§ Problem:
Copy all of the material below exactly.

§ Point labeling examples:

-----

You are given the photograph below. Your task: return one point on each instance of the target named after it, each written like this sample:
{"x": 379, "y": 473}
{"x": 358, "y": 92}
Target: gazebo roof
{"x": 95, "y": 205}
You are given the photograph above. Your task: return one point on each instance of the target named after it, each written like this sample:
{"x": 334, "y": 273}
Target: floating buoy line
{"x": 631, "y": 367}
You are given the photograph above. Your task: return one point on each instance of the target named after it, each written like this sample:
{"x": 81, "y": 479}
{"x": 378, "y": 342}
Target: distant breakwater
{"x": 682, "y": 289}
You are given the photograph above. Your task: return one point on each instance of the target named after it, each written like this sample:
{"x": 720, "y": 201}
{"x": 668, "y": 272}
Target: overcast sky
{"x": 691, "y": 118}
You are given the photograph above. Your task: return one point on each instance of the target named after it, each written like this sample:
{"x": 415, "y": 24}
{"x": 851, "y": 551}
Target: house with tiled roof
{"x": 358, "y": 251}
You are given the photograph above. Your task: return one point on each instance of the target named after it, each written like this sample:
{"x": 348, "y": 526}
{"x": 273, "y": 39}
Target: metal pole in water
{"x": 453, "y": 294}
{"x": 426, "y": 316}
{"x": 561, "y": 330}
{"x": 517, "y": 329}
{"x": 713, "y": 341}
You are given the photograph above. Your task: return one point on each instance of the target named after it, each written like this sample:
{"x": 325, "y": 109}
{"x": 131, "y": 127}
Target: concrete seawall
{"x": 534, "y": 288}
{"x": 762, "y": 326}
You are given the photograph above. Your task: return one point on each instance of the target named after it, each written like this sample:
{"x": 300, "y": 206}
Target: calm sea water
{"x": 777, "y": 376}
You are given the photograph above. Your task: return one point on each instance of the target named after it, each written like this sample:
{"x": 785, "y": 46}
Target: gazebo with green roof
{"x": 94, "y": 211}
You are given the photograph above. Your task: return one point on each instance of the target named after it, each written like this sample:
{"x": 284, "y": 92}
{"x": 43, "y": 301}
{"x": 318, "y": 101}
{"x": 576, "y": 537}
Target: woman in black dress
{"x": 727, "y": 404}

-----

§ Solution to this task:
You are given the photograph below. Your task: return one point on each instance of the target named after it, each written like this sample:
{"x": 379, "y": 473}
{"x": 358, "y": 92}
Target: gazebo roof
{"x": 95, "y": 205}
You are given the photograph above. Your task: return one point on each instance of the target named after it, each written like this sample:
{"x": 334, "y": 273}
Target: floating buoy line
{"x": 631, "y": 367}
You are given the photograph above. Your task: return one point on each instance of the target named after it, each written like this sample:
{"x": 81, "y": 479}
{"x": 378, "y": 342}
Target: distant breakwater
{"x": 682, "y": 289}
You are given the photograph above. Your task: return one point on each instance of the target named after it, each written like this sample:
{"x": 720, "y": 201}
{"x": 668, "y": 272}
Target: overcast sky
{"x": 691, "y": 118}
You are given the photograph above. Your task: return one point on each instance of the target named after it, each written like this sample:
{"x": 415, "y": 24}
{"x": 851, "y": 551}
Target: house with tiled roof
{"x": 358, "y": 251}
You are given the photograph above. Your task: return one point on each instance of the target named after it, each written like this sample:
{"x": 348, "y": 526}
{"x": 273, "y": 39}
Target: metal pole in water
{"x": 453, "y": 294}
{"x": 426, "y": 316}
{"x": 561, "y": 330}
{"x": 517, "y": 329}
{"x": 713, "y": 341}
You are given the photograph above. Your task: return one point on each instance of the target named after it, each written like this sample:
{"x": 325, "y": 109}
{"x": 131, "y": 127}
Target: concrete seawall
{"x": 534, "y": 288}
{"x": 762, "y": 326}
You are given the photograph above. Your task: return one point on each instance of the target named after it, each written like this sample:
{"x": 300, "y": 206}
Target: calm sea water
{"x": 777, "y": 376}
You are given the photograph above. Your task: return one point on each instance of the target named after it, each written like this sample:
{"x": 785, "y": 46}
Target: gazebo with green roof
{"x": 94, "y": 211}
You are given the photograph above. Your task: return one point on each instance of the target named after it, each written like this sample:
{"x": 284, "y": 92}
{"x": 43, "y": 301}
{"x": 318, "y": 101}
{"x": 576, "y": 537}
Target: woman in black dress
{"x": 727, "y": 404}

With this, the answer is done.